▶ [GOAL OF THE EXERCISE] Print, please, the line that contains "of the kitchen" and each line after it to the end of the entries, unchanged and with nothing else.

▶ [SUPPLIED MATERIAL]
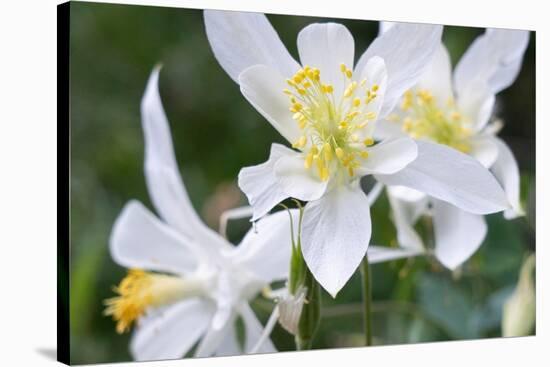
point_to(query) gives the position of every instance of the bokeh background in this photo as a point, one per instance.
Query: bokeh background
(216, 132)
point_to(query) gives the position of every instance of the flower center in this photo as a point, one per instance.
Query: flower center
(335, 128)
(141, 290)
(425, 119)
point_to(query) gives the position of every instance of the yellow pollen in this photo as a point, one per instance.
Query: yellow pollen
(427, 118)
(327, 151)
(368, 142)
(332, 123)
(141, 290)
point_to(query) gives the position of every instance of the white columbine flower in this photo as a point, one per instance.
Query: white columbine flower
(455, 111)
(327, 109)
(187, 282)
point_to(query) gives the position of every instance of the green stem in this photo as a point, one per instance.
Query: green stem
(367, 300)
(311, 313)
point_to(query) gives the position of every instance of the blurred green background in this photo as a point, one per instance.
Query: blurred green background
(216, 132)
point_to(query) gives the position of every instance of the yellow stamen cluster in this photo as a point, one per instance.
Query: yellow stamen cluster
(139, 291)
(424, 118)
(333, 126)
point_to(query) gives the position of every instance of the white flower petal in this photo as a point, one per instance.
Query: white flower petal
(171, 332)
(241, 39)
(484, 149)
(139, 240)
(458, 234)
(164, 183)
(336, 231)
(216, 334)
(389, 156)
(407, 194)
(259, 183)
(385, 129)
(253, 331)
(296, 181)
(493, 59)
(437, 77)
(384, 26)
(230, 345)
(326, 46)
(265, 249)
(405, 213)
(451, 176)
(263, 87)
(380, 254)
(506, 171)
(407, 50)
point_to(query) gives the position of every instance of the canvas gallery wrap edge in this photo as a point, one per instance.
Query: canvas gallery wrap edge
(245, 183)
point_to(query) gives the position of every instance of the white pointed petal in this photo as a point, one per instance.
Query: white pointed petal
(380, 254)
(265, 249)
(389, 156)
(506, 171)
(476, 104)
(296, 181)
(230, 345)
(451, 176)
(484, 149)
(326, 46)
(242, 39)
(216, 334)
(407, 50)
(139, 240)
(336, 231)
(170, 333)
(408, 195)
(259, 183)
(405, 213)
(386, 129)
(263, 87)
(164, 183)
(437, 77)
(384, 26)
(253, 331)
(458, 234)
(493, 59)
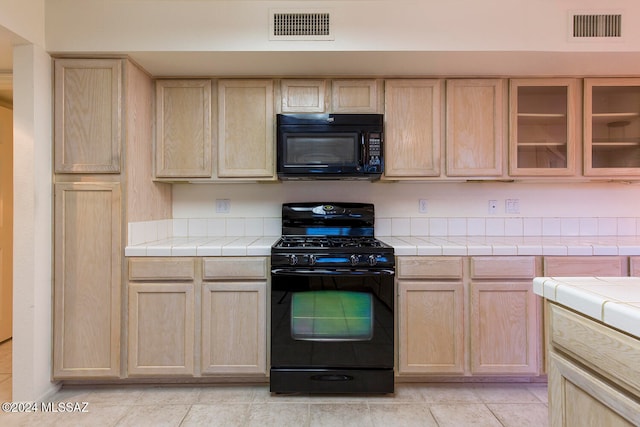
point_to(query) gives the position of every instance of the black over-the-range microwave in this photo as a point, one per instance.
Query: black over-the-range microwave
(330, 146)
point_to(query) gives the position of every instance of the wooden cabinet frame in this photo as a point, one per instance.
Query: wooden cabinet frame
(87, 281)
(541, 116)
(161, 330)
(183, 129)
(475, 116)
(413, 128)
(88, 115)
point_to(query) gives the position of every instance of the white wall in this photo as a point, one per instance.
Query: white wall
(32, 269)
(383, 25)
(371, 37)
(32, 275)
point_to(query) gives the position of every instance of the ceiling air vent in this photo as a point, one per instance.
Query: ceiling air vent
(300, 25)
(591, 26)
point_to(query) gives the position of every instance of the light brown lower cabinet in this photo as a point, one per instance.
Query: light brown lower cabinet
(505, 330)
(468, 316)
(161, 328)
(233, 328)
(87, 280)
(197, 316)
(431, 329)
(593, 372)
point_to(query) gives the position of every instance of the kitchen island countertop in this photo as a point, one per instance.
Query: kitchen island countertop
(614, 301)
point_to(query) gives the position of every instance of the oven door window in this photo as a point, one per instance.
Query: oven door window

▶ [RESULT OF THIS EXERCISE]
point_to(query) gives the position of every instance of the kitchen island countertop in this photo as a point, one per instance.
Query: kitchen island countertop
(614, 301)
point_to(query) gives the position of every instance of the oven door window in this photo as a point, one per instance.
Query: oven door window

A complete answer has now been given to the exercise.